[Records of point placements]
= = = = = = =

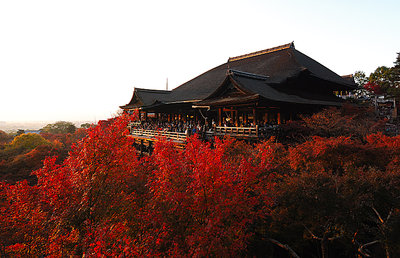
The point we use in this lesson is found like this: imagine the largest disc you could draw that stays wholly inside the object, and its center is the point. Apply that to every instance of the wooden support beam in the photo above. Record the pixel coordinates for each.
(219, 116)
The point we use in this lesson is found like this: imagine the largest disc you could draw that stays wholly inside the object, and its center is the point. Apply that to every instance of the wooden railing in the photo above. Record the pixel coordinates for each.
(237, 131)
(153, 134)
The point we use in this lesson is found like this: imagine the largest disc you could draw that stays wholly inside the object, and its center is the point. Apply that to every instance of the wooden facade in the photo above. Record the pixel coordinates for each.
(260, 89)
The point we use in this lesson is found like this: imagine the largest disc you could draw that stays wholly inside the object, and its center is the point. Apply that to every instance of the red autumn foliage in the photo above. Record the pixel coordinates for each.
(229, 199)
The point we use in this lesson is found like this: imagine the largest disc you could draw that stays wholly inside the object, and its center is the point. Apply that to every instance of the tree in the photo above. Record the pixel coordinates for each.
(59, 127)
(4, 137)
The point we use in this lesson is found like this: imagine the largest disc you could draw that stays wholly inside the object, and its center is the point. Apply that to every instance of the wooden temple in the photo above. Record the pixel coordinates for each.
(260, 89)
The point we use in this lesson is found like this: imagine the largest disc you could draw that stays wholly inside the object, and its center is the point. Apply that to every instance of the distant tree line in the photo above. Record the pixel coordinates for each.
(333, 190)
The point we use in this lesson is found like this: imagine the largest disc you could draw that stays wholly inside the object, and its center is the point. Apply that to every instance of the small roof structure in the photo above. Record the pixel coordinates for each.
(241, 87)
(284, 66)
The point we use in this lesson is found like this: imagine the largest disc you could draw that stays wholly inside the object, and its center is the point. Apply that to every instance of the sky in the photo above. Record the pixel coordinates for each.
(81, 59)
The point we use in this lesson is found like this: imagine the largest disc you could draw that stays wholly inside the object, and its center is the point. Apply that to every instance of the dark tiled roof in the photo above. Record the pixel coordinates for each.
(279, 64)
(258, 87)
(146, 97)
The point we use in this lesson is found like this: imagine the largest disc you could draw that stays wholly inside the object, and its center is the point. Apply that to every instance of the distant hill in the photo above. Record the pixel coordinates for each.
(10, 126)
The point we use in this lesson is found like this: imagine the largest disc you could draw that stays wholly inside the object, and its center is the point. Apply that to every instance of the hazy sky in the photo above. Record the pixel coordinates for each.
(80, 60)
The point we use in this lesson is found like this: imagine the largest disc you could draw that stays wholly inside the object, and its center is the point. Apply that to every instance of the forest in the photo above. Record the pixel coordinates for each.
(327, 187)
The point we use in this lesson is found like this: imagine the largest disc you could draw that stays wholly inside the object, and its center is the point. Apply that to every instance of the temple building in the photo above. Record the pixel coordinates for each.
(267, 87)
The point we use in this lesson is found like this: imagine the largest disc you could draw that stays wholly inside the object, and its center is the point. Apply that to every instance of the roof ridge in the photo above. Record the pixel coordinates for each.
(247, 74)
(152, 90)
(261, 52)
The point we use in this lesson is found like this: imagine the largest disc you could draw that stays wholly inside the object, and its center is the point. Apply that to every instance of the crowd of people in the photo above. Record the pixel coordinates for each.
(188, 127)
(191, 127)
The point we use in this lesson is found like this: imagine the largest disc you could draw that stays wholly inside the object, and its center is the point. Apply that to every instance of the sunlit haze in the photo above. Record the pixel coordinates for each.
(80, 60)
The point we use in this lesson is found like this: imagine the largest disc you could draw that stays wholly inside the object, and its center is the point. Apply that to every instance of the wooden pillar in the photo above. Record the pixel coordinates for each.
(236, 118)
(220, 116)
(232, 115)
(279, 118)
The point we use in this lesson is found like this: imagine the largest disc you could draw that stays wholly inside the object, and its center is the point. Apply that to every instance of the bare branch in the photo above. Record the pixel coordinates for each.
(389, 215)
(286, 247)
(311, 233)
(377, 214)
(361, 248)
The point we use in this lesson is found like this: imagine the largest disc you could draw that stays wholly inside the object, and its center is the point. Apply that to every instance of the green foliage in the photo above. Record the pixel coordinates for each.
(60, 127)
(323, 197)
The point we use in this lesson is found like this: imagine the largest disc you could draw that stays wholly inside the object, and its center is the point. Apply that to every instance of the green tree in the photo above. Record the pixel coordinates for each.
(59, 127)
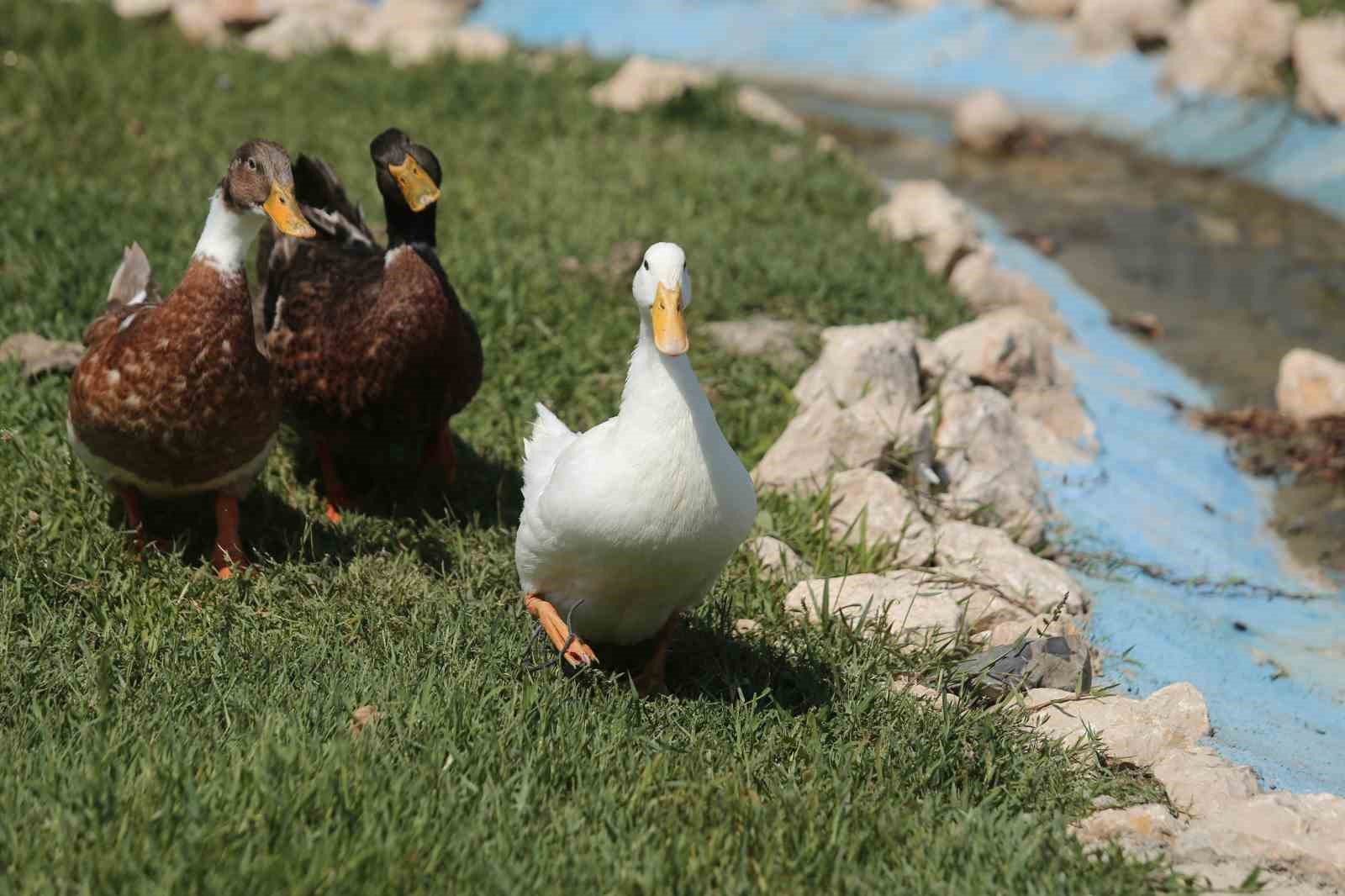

= = = = = = =

From the material above, pick out and copy every line that contains the word "people", counting only matches with the same capitalization.

*Solved exercise*:
The point we use in this lesson is found like this: imagine the largest disc you could draw that stays wholly inside the object, and its center is the point. Apply that to every instance of the crowd of people in the photo above. Record the pixel coordinates for each.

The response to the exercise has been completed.